### Exercise data
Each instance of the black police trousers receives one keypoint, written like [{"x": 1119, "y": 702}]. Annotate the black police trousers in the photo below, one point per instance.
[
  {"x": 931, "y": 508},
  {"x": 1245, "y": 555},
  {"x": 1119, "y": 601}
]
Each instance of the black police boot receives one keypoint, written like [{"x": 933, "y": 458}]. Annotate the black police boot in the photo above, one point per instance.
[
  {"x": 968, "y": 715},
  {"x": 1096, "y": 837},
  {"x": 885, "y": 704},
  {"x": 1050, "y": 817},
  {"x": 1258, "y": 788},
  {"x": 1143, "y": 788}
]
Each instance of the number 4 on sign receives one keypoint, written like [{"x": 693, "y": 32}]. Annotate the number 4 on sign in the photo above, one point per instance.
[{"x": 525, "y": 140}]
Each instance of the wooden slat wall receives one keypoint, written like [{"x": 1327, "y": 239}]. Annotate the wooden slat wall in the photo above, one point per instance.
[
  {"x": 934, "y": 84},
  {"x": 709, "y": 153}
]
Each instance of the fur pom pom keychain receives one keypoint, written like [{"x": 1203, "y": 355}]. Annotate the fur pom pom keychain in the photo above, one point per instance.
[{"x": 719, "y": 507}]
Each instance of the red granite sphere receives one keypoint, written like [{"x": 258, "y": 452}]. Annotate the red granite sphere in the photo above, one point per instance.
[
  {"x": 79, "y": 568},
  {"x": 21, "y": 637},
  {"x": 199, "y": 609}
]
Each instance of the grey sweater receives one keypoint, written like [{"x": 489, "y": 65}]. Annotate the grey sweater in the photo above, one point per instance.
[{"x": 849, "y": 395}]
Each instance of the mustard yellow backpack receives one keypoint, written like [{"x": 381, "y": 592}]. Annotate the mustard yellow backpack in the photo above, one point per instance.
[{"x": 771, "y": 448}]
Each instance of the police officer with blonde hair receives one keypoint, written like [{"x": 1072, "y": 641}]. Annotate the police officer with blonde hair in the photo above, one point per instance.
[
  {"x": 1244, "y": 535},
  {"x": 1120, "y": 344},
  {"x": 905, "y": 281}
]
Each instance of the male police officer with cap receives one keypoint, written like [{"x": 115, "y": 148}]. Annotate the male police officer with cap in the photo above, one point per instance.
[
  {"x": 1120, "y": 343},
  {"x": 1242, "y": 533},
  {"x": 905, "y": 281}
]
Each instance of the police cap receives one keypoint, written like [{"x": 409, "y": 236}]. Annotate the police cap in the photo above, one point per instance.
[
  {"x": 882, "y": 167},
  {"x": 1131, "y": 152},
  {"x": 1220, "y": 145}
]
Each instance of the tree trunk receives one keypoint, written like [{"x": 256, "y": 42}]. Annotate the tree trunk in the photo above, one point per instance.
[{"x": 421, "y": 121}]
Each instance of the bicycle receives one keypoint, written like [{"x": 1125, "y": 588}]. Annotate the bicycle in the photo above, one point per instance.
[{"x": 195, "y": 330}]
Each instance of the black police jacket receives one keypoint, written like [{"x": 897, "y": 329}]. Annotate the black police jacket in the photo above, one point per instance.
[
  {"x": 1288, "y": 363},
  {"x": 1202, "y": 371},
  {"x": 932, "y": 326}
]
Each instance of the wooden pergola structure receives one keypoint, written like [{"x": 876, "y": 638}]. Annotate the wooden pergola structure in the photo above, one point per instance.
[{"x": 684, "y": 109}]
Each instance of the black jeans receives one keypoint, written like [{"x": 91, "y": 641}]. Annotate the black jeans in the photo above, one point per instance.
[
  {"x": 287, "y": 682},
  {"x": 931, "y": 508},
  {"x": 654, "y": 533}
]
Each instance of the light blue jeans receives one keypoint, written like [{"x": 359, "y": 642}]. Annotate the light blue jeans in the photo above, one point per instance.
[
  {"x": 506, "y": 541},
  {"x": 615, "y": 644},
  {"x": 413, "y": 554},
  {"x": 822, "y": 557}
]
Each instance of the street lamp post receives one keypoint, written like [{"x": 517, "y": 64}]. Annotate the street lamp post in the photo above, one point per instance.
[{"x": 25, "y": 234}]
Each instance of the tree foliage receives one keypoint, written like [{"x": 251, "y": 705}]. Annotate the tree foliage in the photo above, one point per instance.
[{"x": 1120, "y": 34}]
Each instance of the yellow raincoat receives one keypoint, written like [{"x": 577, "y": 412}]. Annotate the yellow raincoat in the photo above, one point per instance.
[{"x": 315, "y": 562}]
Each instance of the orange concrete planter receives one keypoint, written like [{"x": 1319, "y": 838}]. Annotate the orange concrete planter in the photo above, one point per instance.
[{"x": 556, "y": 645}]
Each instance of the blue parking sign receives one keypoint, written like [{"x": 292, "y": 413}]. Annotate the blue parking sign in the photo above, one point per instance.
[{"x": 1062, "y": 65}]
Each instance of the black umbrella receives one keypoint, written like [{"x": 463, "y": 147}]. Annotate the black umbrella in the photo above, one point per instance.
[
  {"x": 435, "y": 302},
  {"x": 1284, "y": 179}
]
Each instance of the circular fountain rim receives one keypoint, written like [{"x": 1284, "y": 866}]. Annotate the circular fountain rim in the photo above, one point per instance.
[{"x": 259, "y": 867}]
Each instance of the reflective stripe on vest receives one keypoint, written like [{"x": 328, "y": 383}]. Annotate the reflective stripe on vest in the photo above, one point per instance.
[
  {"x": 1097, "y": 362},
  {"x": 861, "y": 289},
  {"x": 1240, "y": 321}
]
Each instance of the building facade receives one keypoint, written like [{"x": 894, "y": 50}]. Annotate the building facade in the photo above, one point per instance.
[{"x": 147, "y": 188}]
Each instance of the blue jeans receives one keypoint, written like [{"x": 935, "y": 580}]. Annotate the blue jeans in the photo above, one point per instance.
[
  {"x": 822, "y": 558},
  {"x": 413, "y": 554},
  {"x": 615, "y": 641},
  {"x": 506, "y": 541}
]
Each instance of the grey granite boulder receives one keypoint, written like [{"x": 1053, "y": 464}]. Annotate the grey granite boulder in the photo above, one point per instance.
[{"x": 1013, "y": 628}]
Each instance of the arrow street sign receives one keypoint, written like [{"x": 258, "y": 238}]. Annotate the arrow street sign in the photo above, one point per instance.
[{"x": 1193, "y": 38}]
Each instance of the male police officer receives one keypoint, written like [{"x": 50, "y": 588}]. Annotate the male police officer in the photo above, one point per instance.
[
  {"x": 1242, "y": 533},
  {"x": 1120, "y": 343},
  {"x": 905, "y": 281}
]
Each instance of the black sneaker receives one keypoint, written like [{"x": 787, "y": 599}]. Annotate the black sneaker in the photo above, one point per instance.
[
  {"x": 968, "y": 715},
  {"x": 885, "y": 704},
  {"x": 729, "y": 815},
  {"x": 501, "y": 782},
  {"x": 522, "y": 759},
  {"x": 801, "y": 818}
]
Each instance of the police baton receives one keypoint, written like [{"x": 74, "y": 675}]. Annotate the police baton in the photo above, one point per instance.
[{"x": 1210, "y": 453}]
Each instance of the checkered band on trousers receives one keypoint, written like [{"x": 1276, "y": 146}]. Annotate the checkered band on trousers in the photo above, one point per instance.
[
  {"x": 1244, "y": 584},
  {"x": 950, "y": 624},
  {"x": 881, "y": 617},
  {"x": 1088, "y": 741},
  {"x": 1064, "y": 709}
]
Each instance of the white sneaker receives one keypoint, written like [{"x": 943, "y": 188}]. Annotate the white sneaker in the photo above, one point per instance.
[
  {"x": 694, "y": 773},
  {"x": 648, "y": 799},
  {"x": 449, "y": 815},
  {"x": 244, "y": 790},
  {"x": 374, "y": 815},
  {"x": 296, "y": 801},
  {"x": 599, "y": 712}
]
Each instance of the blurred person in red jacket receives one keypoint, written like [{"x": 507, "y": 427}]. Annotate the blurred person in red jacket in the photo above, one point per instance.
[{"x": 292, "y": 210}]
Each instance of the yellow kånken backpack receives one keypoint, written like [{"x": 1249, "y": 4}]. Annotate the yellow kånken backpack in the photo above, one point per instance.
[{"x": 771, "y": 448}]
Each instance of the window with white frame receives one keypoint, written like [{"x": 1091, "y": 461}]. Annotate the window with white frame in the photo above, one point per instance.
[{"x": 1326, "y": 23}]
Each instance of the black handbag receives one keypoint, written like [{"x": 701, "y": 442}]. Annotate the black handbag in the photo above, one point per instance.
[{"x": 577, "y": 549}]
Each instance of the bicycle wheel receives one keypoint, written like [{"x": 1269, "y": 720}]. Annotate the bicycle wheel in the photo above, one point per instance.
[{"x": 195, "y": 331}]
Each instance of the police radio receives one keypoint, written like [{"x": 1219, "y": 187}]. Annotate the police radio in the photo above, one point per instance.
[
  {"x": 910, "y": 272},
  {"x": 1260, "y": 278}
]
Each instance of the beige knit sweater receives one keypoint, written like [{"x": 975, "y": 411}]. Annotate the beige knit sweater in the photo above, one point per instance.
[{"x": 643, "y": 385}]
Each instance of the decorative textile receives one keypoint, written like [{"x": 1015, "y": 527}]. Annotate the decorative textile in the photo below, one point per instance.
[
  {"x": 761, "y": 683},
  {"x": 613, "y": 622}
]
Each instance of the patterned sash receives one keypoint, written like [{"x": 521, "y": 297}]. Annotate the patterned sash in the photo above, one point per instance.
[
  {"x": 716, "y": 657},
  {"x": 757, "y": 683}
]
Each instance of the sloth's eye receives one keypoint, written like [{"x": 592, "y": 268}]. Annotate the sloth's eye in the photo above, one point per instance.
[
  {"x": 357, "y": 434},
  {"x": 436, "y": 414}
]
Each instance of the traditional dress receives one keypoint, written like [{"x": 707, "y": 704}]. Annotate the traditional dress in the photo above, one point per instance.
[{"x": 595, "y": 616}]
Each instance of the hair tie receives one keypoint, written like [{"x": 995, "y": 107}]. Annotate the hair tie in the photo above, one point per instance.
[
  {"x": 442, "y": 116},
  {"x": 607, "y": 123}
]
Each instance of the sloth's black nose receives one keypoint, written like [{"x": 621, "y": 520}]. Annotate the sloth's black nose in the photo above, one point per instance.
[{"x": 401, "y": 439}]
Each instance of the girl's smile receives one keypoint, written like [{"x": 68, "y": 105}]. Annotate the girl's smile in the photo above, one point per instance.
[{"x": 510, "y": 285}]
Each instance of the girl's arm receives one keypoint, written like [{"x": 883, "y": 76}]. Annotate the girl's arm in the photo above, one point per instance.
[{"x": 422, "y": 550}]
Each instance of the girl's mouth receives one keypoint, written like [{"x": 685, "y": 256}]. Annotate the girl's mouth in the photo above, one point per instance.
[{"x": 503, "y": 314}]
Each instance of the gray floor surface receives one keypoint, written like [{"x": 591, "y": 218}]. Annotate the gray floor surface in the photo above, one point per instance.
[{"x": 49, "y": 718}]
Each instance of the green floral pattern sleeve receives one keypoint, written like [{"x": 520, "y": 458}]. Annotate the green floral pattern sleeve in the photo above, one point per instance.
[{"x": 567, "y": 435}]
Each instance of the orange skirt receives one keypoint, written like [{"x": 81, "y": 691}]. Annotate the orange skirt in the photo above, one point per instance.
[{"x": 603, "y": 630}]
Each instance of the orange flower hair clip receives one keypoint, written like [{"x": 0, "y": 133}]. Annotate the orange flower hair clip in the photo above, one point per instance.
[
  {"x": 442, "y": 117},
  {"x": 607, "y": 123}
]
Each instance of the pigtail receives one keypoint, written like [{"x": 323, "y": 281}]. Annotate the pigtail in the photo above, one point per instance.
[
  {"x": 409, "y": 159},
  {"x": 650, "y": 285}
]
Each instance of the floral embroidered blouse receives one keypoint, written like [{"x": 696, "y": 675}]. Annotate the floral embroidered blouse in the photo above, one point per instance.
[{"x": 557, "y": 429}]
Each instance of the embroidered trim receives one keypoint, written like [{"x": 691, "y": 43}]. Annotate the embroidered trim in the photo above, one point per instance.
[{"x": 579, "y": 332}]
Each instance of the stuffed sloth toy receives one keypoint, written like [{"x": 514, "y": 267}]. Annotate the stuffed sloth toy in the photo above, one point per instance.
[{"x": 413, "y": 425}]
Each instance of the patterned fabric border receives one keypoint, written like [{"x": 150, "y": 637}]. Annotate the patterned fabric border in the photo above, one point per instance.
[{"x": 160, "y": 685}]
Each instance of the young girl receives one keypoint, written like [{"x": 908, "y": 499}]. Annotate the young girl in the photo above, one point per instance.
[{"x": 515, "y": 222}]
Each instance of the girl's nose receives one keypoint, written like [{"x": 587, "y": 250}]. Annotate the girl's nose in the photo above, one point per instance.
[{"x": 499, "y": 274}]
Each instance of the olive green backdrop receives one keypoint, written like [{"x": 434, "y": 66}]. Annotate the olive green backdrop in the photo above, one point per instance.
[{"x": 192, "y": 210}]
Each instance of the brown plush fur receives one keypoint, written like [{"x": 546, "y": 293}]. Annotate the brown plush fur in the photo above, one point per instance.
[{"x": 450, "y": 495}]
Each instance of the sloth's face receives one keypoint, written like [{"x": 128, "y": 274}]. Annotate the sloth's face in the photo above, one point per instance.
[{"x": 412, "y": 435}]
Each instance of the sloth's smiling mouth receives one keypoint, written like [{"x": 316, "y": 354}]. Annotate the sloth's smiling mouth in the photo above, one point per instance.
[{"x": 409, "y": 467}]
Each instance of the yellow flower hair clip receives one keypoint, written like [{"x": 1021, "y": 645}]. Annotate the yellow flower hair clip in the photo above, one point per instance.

### Aim
Reproduce only the lines running from the one that contains "Each instance of the girl's nose" to the last line of the records.

### Result of this task
Each instance of the girl's nose receives one keypoint, written like [{"x": 587, "y": 250}]. Annotate the girl's nose in the photo above, one point per instance.
[{"x": 499, "y": 274}]
Each instance of the olive green backdrop receives one keypoint, written like [{"x": 434, "y": 66}]. Annotate the olive green backdrop in the photo above, one point per instance.
[{"x": 192, "y": 210}]
Each instance of the brown plush fur receives one keypoint, written like [{"x": 546, "y": 293}]. Annotate the brown plush fur in the photo above, one point per instance.
[{"x": 450, "y": 495}]
Each instance of the sloth's face receives one keypoint, written like [{"x": 128, "y": 274}]. Annotate the sloth's face in the photo above, one point per instance.
[{"x": 412, "y": 435}]
Each instance of the sloth's smiling mouth receives one keypoint, written like [{"x": 316, "y": 354}]. Annotate the sloth's smiling mouth in the photo above, one point per instance.
[{"x": 409, "y": 467}]
Each instance of the yellow flower hair clip receives one keypoint, written like [{"x": 1021, "y": 645}]. Annotate the yellow flower hair clip in the photo above, one point per instance.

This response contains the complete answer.